### Records supplied
___

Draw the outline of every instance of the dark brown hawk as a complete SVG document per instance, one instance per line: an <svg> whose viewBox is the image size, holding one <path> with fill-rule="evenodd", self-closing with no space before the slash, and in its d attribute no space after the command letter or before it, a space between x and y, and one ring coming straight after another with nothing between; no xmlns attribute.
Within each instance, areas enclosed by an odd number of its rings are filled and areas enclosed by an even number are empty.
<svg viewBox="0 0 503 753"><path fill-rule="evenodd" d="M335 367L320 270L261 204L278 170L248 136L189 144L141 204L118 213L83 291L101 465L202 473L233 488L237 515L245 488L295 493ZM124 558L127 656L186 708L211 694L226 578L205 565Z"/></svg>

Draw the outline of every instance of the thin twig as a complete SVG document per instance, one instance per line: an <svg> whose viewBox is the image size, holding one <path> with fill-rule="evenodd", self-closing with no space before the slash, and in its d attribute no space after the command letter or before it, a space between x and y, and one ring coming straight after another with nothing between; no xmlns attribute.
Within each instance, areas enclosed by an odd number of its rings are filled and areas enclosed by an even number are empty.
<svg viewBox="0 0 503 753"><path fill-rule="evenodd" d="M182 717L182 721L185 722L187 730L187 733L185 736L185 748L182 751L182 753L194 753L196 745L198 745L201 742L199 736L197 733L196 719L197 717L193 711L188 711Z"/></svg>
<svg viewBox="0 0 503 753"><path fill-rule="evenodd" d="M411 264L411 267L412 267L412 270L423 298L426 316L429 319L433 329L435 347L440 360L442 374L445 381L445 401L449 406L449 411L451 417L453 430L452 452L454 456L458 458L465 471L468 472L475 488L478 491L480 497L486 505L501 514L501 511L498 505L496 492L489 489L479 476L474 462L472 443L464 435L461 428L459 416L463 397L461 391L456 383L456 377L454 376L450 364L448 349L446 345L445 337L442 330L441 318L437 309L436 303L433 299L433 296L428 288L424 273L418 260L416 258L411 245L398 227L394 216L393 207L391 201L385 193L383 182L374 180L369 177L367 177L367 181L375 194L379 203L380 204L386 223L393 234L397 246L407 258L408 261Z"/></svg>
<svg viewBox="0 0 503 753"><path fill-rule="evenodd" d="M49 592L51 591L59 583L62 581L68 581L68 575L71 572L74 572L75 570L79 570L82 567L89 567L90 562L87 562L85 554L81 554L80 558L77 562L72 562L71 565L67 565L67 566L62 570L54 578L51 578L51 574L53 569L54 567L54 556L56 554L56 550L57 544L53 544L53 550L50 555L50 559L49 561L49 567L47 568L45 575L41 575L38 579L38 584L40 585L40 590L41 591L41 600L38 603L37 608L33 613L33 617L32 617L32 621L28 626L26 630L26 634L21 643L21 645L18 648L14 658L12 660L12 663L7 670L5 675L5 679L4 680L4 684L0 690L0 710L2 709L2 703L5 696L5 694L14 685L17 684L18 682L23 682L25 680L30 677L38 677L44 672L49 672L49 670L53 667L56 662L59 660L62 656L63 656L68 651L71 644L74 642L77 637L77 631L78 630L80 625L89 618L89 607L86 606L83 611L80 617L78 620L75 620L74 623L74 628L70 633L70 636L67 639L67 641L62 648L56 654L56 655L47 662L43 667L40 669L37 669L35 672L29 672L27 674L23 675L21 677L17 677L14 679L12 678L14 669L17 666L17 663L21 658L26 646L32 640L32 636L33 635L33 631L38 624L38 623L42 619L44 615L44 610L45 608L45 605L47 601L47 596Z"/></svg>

___

### Exercise
Swap "outline" for "boundary" throughout all of the material above and reproduce it with nothing else changed.

### Result of the task
Draw the boundary of every instance of the dark brown hawk as a complete SVG document per instance, one instance per line: an <svg> whose viewBox is the image size, holding one <path> with fill-rule="evenodd", self-closing with no space before the slash, and in its d attribute no space after the command letter or before it, a space between x and y, and one ring coming straight after another with nothing between; no xmlns attribute.
Within each instance, areas enclosed by an odd number of its rings are filled and areas enclosed by an even number are empty.
<svg viewBox="0 0 503 753"><path fill-rule="evenodd" d="M335 367L320 270L261 204L278 170L248 136L189 144L141 204L118 213L83 291L101 465L202 473L233 488L237 515L245 488L295 493ZM124 558L127 656L186 708L211 694L226 578L205 565Z"/></svg>

Draw the boundary of every instance of the thin twig as a complete SVG document per instance, one instance per line: an <svg> whose viewBox is the image size, holding one <path> with fill-rule="evenodd", self-closing with no space before the slash, and in its d attribute no space after the command letter or before it, a space between x and y, and one ring coming straight after another with nothing between; no xmlns attribute.
Within each instance, areas enclosed by an odd number of its rings are filled and areas enclosed by an even number are empty.
<svg viewBox="0 0 503 753"><path fill-rule="evenodd" d="M182 717L182 721L185 722L187 730L187 733L185 736L185 748L182 751L182 753L194 753L196 745L198 745L201 742L199 736L197 733L196 719L197 717L193 711L188 711Z"/></svg>
<svg viewBox="0 0 503 753"><path fill-rule="evenodd" d="M411 264L411 267L412 267L412 270L423 298L426 316L429 319L433 329L435 347L440 360L442 374L445 381L445 401L449 406L449 411L451 417L453 430L452 452L454 456L458 458L465 471L468 472L475 488L478 491L480 497L486 505L501 514L501 511L498 505L496 492L489 489L479 476L474 462L472 443L464 435L461 428L459 416L463 397L461 391L456 383L456 377L454 376L450 364L448 349L446 345L445 337L442 330L441 318L437 309L436 303L433 299L433 296L428 288L424 273L418 260L416 258L411 245L398 227L394 216L393 207L391 201L385 193L383 182L374 180L369 177L367 177L367 181L375 194L379 203L380 204L386 223L393 234L397 246L407 258L408 261Z"/></svg>
<svg viewBox="0 0 503 753"><path fill-rule="evenodd" d="M49 592L51 591L59 583L62 581L68 581L68 575L71 572L74 572L75 570L79 570L82 567L89 567L90 562L87 562L85 554L81 554L80 558L77 562L72 562L71 565L67 565L67 566L62 570L54 578L51 578L51 574L53 569L54 567L54 556L56 554L56 550L57 544L53 544L53 550L50 555L50 559L49 561L49 567L47 568L45 575L41 575L38 579L38 584L40 585L40 590L41 591L41 600L38 603L37 608L33 613L33 617L32 617L32 621L28 626L26 630L26 634L21 643L21 645L18 648L14 658L12 660L12 663L7 670L5 675L5 679L4 680L4 684L0 690L0 710L2 709L2 703L5 696L5 694L14 685L17 684L18 682L23 682L25 680L30 677L38 677L44 672L49 672L49 670L53 667L56 662L59 660L62 656L63 656L68 651L71 644L74 642L77 637L77 631L78 630L80 625L89 618L89 607L86 606L83 611L80 617L78 620L75 620L74 623L74 628L70 633L70 636L67 639L67 641L62 648L56 654L56 655L47 662L43 667L40 669L37 669L35 672L29 672L27 674L23 675L21 677L17 677L14 679L12 678L14 669L17 666L17 663L21 658L26 646L32 640L32 636L33 635L33 631L38 624L38 623L42 619L44 615L44 610L45 608L45 605L47 601L47 596Z"/></svg>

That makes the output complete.